**Exercise task:** Copy the stretch from the line containing "Where can the pagoda spire" through the end of the items, swapping "pagoda" for "temple" and keeping everything else the same. Return only those lines.

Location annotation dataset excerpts
==*==

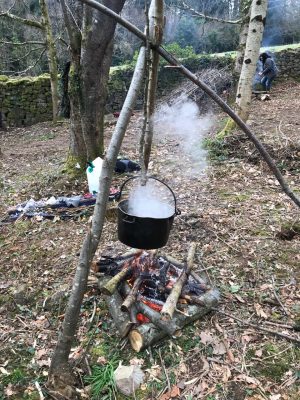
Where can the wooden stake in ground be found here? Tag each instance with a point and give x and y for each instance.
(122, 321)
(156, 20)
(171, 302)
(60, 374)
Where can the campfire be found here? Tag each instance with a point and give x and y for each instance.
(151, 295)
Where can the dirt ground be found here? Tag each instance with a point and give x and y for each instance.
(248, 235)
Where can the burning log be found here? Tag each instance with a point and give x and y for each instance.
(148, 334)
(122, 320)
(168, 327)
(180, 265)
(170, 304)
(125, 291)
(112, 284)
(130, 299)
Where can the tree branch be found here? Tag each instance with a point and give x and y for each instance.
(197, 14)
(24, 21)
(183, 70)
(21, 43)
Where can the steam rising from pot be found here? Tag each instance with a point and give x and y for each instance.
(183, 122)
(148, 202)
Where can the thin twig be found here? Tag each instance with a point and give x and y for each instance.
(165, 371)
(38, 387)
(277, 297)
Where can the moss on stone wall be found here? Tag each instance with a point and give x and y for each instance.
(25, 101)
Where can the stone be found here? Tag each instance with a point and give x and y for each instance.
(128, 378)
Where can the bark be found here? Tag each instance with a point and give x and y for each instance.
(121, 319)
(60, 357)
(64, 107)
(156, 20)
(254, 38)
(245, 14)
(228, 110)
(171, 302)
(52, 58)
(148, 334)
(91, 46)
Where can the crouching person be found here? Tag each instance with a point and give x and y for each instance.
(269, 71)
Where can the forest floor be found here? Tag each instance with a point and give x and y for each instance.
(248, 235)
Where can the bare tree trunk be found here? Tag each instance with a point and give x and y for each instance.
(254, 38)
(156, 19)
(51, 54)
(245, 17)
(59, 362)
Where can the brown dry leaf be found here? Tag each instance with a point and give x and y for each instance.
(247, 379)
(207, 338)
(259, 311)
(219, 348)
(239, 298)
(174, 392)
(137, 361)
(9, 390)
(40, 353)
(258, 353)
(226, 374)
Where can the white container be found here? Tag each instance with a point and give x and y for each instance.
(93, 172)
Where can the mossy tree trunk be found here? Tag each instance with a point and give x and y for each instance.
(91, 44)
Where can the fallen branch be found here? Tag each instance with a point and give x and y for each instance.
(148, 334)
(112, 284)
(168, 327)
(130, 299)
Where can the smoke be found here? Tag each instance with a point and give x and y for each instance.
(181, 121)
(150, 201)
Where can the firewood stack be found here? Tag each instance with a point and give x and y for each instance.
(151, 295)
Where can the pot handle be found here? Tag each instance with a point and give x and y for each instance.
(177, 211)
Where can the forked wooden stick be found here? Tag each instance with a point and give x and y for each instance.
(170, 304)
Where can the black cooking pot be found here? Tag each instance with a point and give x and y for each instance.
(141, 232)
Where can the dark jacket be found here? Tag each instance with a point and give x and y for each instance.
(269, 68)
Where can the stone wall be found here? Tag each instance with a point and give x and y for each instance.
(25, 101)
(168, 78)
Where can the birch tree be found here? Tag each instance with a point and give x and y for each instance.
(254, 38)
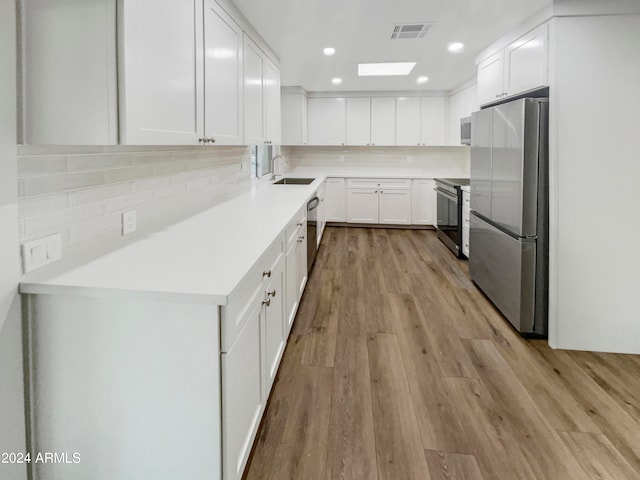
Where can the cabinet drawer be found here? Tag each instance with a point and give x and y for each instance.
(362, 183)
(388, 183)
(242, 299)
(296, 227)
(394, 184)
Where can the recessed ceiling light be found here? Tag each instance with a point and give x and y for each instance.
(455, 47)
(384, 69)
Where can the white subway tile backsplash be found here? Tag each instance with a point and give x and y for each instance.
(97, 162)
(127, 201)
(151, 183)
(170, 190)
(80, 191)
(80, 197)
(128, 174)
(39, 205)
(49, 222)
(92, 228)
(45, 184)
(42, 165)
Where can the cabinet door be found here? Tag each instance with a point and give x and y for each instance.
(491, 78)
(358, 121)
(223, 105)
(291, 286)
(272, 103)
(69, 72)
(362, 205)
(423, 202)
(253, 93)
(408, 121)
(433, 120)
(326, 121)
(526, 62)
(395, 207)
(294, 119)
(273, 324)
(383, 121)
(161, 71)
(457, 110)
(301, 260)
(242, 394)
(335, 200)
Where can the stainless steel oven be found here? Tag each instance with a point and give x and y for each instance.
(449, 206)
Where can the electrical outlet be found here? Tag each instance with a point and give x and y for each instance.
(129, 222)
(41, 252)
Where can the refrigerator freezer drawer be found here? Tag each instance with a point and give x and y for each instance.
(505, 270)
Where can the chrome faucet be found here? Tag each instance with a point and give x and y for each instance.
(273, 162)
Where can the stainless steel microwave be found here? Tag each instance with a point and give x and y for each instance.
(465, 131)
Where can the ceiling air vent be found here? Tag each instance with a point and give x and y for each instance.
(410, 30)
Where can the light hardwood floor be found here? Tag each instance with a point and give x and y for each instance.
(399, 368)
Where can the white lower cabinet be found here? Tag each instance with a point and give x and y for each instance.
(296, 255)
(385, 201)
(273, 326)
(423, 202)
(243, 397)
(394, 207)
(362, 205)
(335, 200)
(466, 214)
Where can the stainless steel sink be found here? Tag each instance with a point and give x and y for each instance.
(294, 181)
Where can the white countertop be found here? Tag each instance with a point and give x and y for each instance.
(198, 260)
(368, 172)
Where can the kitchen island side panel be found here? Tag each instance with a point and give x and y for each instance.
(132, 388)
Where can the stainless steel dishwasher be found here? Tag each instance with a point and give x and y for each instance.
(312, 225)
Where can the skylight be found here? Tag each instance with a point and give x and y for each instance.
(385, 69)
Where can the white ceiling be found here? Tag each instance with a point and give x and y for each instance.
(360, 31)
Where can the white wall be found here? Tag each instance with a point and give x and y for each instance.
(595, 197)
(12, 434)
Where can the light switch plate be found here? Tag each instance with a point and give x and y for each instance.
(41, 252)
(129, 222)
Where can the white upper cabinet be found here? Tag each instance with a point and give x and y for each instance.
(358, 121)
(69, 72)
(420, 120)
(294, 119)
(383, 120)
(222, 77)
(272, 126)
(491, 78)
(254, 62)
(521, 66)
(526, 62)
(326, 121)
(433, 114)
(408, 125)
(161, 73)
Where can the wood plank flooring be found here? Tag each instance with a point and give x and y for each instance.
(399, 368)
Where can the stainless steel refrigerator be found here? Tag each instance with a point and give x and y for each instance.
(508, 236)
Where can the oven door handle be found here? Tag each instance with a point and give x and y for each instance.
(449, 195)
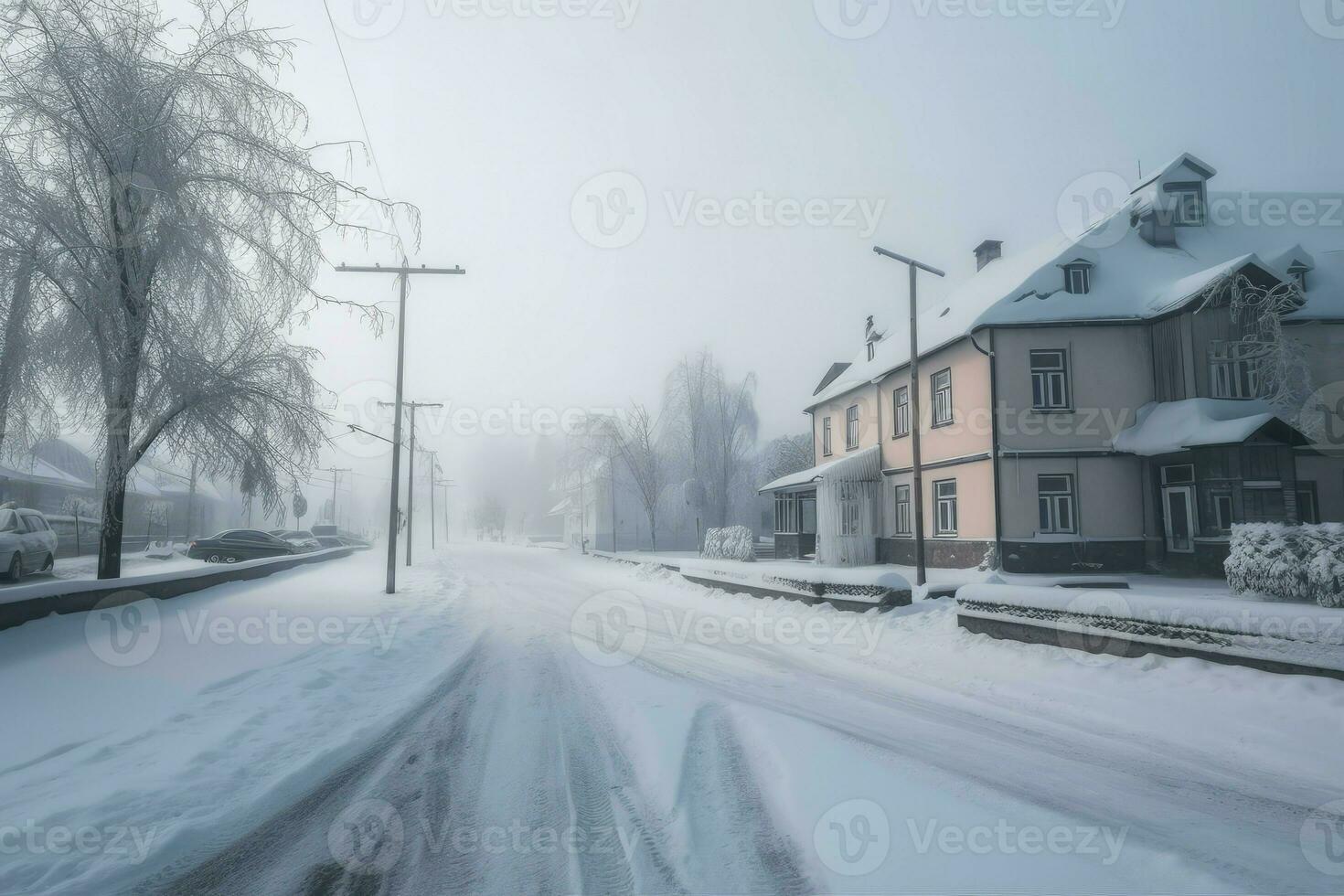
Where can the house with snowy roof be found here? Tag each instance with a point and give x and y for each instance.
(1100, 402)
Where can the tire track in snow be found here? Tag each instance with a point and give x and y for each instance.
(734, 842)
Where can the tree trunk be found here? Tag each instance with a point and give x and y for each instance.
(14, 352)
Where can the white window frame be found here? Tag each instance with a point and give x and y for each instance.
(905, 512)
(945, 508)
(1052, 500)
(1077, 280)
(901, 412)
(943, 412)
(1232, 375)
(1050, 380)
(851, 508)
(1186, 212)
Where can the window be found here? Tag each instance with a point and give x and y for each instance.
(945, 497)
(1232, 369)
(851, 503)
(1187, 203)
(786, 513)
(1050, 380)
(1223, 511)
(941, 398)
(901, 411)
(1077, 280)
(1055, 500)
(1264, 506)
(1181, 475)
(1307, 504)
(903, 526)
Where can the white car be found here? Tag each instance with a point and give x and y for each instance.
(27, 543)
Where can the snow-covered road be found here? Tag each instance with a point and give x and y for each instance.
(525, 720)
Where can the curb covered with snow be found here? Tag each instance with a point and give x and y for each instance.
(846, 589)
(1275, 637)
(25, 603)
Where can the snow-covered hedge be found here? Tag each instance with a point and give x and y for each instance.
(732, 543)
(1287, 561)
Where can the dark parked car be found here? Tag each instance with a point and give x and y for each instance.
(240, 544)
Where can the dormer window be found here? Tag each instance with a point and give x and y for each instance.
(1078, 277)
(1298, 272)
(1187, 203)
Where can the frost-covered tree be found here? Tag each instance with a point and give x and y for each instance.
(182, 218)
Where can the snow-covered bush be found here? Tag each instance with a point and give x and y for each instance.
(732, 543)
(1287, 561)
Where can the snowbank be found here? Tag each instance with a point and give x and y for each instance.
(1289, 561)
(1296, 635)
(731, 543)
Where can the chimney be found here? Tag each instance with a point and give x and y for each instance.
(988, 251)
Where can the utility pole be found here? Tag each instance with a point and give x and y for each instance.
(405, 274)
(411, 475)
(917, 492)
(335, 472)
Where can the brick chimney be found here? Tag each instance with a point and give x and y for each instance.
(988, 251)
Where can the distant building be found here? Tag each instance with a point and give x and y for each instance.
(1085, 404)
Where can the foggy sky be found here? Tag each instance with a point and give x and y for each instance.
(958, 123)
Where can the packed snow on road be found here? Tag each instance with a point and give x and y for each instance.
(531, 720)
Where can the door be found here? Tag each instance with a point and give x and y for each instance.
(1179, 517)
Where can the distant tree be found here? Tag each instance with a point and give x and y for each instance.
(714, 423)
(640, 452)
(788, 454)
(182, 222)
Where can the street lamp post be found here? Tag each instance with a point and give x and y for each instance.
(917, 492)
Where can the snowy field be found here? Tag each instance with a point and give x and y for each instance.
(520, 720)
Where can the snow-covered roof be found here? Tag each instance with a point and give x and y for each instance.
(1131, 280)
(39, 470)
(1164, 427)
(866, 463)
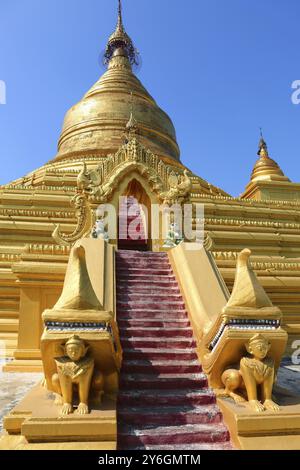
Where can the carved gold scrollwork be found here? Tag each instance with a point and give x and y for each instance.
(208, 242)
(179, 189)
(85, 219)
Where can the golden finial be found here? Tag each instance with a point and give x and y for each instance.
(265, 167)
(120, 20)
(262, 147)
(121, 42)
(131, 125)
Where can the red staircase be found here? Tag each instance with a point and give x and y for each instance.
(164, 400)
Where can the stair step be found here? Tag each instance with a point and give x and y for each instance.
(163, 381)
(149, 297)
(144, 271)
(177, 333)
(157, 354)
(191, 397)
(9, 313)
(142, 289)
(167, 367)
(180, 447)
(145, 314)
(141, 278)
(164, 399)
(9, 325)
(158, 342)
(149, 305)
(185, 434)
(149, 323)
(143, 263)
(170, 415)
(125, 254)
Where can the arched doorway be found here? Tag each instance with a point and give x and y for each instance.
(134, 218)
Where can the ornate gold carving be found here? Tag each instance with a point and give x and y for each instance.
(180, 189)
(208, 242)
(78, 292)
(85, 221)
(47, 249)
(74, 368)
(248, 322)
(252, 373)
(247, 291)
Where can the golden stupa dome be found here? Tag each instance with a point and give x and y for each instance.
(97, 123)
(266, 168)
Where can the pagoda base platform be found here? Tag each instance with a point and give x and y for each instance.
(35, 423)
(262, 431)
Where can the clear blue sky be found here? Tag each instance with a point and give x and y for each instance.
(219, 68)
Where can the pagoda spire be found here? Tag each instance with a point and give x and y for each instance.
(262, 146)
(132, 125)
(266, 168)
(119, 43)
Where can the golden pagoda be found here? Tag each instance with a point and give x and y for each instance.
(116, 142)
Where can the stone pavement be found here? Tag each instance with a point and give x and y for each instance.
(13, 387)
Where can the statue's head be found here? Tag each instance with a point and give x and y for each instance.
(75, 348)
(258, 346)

==*==

**Exercise response:**
Where can the temple spire be found here? Tag each instance with a point and give x and y for each instance.
(262, 146)
(132, 125)
(266, 168)
(119, 43)
Where can the golden temple be found here? Tag each instance with a point and give x and y for each instance.
(116, 142)
Where can the stone pavement be found here? Tag each instance with a point and give x and y for each instance.
(13, 387)
Where can the statue's head be found here? Tag each instance with a point and give x and y for each instance.
(75, 348)
(258, 346)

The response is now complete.